▶ [Given passage]:
Baby Deaths

Specialties Emergency

Published

Specializes in Emergency Only.

How do you deal with it (cope)?

Seen Three now. What takes place for you during the first 24 hours afterwords?

Specializes in Trauma/ED.

We have debriefings with pastoral care...you never forget them in my experience. Some have gone to free grief counseling our hospital offers as well.

the thing that helps me the most is a hug from my wife and another one from my son.

Thinking of the many others that you have helped to take care of and are now at home with their parents

Specializes in Emergency Only.

Thanks

That helps

I havent had to deal with infant deaths... But I can say that when my patients die, if I was attached, I like to write about it. Depending on how upset I am - I will write about my entire experience with the person and then write about how it makes me feel, and MOST IMPORTANT how I was able to help that person in some way before they died. It might seem selfish, but sometimes if you think about the positives you brought to them (even if it was just a smile or caring enough to feel bad) it makes you feel better. It shifts you from being sad about something out of your control to happy about something you were able to control that made someones life just a smidgen better.

I also pray. If I feel bad, I ask God to help me cope with my grief and bring me some peace and comfort and maybe wisdom in what I am going through.

Specializes in Nephrology, Cardiology, ER, ICU.

You never forget - for me, even now years later, I remember several infant/child deaths and the one that I remember in vivid detail was in 1996. Talking things over and realizing you did what you could helps me.

Specializes in Trauma, Teaching.

Allow yourself to grieve.

I've seen more deaths than I can remember, after 28 years, but babies are hard. I pushed aside feelings once, for too long. It just hit me one night, and I cried in my husband's arms for nearly an hour. He thought I wasn't going to be able to stop, and was considering calling for help!

▶ [Material provided]:

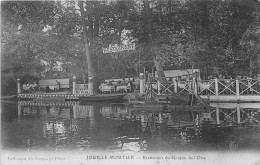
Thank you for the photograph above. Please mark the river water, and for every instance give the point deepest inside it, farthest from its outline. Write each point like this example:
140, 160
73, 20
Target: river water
74, 126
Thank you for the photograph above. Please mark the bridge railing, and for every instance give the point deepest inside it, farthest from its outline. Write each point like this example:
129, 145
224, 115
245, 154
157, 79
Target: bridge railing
215, 87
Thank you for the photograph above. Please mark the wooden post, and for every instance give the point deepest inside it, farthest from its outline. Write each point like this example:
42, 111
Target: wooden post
90, 85
238, 114
237, 89
175, 85
18, 86
74, 85
216, 87
141, 83
217, 114
158, 86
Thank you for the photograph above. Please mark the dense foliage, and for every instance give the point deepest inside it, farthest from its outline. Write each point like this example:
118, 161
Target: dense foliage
41, 37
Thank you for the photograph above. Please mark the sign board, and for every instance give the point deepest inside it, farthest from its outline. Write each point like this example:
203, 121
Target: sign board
118, 48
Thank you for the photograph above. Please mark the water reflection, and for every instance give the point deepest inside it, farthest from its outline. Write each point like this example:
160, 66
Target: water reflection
73, 126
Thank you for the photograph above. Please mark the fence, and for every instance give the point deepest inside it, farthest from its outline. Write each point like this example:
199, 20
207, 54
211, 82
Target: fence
215, 87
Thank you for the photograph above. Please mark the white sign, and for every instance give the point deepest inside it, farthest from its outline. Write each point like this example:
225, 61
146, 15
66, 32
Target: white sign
118, 48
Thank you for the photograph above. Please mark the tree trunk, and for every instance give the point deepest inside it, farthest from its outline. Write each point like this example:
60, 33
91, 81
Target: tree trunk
86, 41
151, 44
258, 62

▶ [Exercise brief]:
Extend the thread about baby deaths by writing what comes after its final post. The rows have no connection to the thread about baby deaths.

▶ [Answer box]:
Face it, think about it, pray about it, cry some if you need to, but don't ignore the feelings. Talking it out helps, especially with the other folks that were in on the code. The debriefing sessions never seem to get held at a time when I'm there, but others have used them.

Specializes in ICU, ER.

Hugging my kids.

Specializes in Emergency Department/Trauma.

I have never really had an issue with any code including pediatrics. From my EMS side I have ran far more than my share of pediatric codes including one day with 3 (two separate pool drownings and a rollover mvc with ejection). I have always looked at it from the stand point that I did not cause the patient to be in their current situation and knowing that the patient had everything tried to improve their condition. Take every class available to further you knowledge with dealing with these cases such as PALS/NALS/APLS/ENPC. When you know there is nothing else that could have been done you will sleep better.

Specializes in Cardiac Telemetry, ED.

Witnessed an infant death my very first day in the ED. It really puts a lot of things in perspective, like what's really important in life and what's just BS.

Specializes in ED staff.

The death that that I will never forget was the death of the mother, not the baby. 5 days post section, had fever, abd pain. She coded in the ER when I was in CCU, we went to all codes. We worked as hard as we could for 2 hours but nothing made any difference. At autopsy she was found to have urosepsis, something a 4 dollar RX would have cured. The baby would be 21 now.